**YOUR INSTRUCTIONS**
Can you render every line of the data below as one string in a JSON list, leaving out any blank lines?
— start STORED RECORDS —
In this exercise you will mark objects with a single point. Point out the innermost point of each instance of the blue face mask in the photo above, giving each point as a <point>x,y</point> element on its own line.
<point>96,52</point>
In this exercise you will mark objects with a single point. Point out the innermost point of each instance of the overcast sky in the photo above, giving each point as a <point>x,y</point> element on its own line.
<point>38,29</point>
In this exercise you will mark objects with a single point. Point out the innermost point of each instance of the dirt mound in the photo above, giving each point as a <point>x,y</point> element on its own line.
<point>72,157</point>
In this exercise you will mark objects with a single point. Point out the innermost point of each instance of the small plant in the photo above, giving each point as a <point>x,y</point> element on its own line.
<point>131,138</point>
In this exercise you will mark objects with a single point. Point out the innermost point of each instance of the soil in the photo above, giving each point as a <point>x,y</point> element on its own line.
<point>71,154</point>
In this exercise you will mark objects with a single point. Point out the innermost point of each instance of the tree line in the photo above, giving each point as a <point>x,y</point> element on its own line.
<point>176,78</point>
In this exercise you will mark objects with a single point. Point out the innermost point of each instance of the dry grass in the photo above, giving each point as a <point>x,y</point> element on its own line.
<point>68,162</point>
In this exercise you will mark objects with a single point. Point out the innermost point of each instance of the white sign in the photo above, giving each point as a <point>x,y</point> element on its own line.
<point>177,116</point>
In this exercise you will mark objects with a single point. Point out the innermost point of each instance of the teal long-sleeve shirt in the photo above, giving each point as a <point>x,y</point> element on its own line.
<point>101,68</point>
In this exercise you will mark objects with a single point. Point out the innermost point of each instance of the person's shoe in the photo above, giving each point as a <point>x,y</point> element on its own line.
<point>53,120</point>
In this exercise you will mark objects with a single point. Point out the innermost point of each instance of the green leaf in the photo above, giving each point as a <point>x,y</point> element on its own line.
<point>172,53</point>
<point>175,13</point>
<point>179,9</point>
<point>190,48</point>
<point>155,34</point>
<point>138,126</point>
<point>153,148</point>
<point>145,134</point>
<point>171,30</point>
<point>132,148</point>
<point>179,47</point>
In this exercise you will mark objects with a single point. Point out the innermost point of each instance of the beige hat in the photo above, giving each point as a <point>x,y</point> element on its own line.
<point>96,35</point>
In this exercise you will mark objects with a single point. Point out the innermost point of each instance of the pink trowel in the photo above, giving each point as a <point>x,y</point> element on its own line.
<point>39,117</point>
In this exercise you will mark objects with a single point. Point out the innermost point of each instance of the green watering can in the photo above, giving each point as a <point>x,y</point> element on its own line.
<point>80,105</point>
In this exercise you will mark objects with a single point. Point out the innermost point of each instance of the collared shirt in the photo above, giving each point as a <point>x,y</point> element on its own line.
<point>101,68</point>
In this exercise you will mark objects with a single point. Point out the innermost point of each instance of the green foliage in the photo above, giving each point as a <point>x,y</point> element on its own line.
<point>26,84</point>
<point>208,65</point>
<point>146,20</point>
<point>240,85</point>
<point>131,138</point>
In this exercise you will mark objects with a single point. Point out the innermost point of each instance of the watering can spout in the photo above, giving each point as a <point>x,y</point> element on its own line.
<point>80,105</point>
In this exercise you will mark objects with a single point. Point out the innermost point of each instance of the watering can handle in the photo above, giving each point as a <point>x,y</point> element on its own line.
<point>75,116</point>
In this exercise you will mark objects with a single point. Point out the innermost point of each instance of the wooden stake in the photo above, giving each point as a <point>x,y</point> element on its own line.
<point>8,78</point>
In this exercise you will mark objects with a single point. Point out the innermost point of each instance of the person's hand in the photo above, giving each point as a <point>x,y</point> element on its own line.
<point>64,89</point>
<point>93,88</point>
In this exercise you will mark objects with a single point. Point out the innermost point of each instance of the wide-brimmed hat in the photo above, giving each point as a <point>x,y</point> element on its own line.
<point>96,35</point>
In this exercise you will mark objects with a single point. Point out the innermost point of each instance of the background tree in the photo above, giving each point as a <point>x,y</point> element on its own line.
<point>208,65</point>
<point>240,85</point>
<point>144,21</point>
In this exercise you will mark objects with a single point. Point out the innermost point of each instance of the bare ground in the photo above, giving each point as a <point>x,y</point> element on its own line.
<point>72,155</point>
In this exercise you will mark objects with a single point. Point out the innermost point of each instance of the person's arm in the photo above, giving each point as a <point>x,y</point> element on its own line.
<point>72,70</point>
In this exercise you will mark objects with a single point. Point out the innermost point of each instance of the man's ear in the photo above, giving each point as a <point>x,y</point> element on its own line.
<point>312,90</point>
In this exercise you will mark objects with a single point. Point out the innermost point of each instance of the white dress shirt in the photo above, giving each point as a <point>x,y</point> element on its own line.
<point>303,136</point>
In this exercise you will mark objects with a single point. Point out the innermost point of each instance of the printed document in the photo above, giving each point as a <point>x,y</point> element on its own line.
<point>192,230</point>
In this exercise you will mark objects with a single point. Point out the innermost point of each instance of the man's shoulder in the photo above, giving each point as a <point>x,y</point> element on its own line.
— end STORED RECORDS —
**EXPECTED OUTPUT**
[
  "In this exercise you will mark objects with a single point. Point out the innermost point of each instance of the blue face mask in the photo above, giving each point as a <point>x,y</point> element on its own line.",
  "<point>96,52</point>",
  "In this exercise you will mark objects with a single point. Point out the innermost point of each instance of the overcast sky in the photo above, giving each point as a <point>x,y</point> element on its own line.",
  "<point>38,29</point>",
  "In this exercise you will mark objects with a single point. Point out the innermost point of each instance of the dirt mound in the photo above, giving each point as a <point>x,y</point> element on its own line.",
  "<point>72,157</point>",
  "In this exercise you will mark objects with a single point. Point out the innermost point of each instance of the small plant in the photo above, giving each point as a <point>x,y</point> element on its own line.",
  "<point>131,138</point>",
  "In this exercise you will mark objects with a single point. Point out the innermost point of each instance of the soil in the photo above, giving each point as a <point>x,y</point> element on its own line.",
  "<point>71,154</point>",
  "In this exercise you will mark objects with a single point. Point out the innermost point of each instance of the tree line in the photo above, giving each point as a <point>x,y</point> element on its own line.",
  "<point>176,78</point>",
  "In this exercise you will mark objects with a single point. Point out the innermost point of each instance of the dry grass in the photo above, giving each point as a <point>x,y</point> element on its own line.",
  "<point>68,162</point>",
  "In this exercise you will mark objects with a single point. Point out the innermost point of each instance of the white sign in the photo above, giving each point as a <point>x,y</point> element on its own line.",
  "<point>177,116</point>",
  "In this exercise you will mark objects with a single point. Point out the innermost point of each instance of the teal long-sleeve shirt in the photo above, giving each point as a <point>x,y</point> element on its own line.",
  "<point>101,68</point>",
  "In this exercise you will mark objects with a single point. Point out the innermost point of each instance of the person's shoe in the photo above, giving each point as a <point>x,y</point> element on its own line.",
  "<point>53,120</point>",
  "In this exercise you will mark objects with a single point. Point out the innermost point of each instance of the green leaf in the photo above, giving each point as a <point>x,y</point> element on its own line.",
  "<point>172,53</point>",
  "<point>175,13</point>",
  "<point>179,9</point>",
  "<point>190,48</point>",
  "<point>155,34</point>",
  "<point>138,126</point>",
  "<point>153,148</point>",
  "<point>145,134</point>",
  "<point>171,30</point>",
  "<point>132,148</point>",
  "<point>179,47</point>",
  "In this exercise you will mark objects with a single point. Point out the innermost point of each instance of the beige hat in the photo above, giving each point as a <point>x,y</point> element on its own line.",
  "<point>96,35</point>",
  "In this exercise you will mark objects with a single point. Point out the innermost point of each instance of the pink trowel in the photo above, giving each point as a <point>x,y</point> element on its own line.",
  "<point>39,117</point>",
  "In this exercise you will mark objects with a single point. Point out the innermost point of each instance of the green watering can in the photo above, giving each point as a <point>x,y</point> element on its own line.",
  "<point>80,105</point>",
  "In this exercise you will mark objects with a single point. Point out the innermost point of each instance of the collared shirt in the photo above, giving each point as a <point>x,y</point> element on its own line.",
  "<point>101,68</point>",
  "In this exercise you will mark objects with a single point. Point out the innermost point of each instance of the green foliage in the photo above, giving each point as a <point>x,y</point> element on its own line.",
  "<point>26,84</point>",
  "<point>208,65</point>",
  "<point>146,20</point>",
  "<point>240,85</point>",
  "<point>131,138</point>",
  "In this exercise you will mark objects with a single point. Point out the innermost point of each instance of the watering can spout in the photo above, giving each point as a <point>x,y</point> element on its own line.",
  "<point>80,105</point>",
  "In this exercise you will mark objects with a single point. Point out the innermost point of each instance of the watering can handle in the photo above, giving each point as a <point>x,y</point> element on its own line.",
  "<point>75,116</point>",
  "In this exercise you will mark objects with a single point. Point out the innermost point of each instance of the wooden stake in the photo above, giving each point as a <point>x,y</point> element on its own line.",
  "<point>8,78</point>",
  "In this exercise you will mark objects with a single point. Point out the innermost point of each instance of the person's hand in the photo above, giving each point as a <point>x,y</point> element on its own line.",
  "<point>64,89</point>",
  "<point>93,88</point>",
  "In this exercise you will mark objects with a single point. Point out the innermost point of each instance of the wide-brimmed hat in the photo above, giving each point as a <point>x,y</point> element on its own line.",
  "<point>96,35</point>",
  "In this exercise you will mark objects with a single point. Point out the innermost point of each instance of the background tree in the photo above, giving each point as a <point>x,y</point> element on its own line.",
  "<point>208,65</point>",
  "<point>240,85</point>",
  "<point>144,21</point>",
  "In this exercise you will mark objects with a single point. Point out the innermost point of each instance of the bare ground in the photo above, giving each point as a <point>x,y</point> element on its own line.",
  "<point>72,155</point>",
  "In this exercise you will mark objects with a single point. Point out the innermost point of each instance of the person's arm in the photo above, giving each point as a <point>x,y</point> element on its own line.",
  "<point>72,70</point>",
  "In this exercise you will mark objects with a single point. Point out the innermost point of each instance of the man's ear in the photo above, giving each point as a <point>x,y</point> element on its own line.",
  "<point>312,90</point>",
  "In this exercise you will mark objects with a single point. Point out the innermost point of each instance of the white dress shirt in the photo above, giving each point as a <point>x,y</point> element on its own line.",
  "<point>303,136</point>",
  "In this exercise you will mark objects with a single point. Point out the innermost point of each instance of the printed document in the photo above, giving each point as a <point>x,y</point> element on its own line.",
  "<point>192,230</point>",
  "In this exercise you will mark objects with a single point. Point out the innermost point of each instance of the man's shoulder in the photo above, giving each point as a <point>x,y</point> element on its own line."
]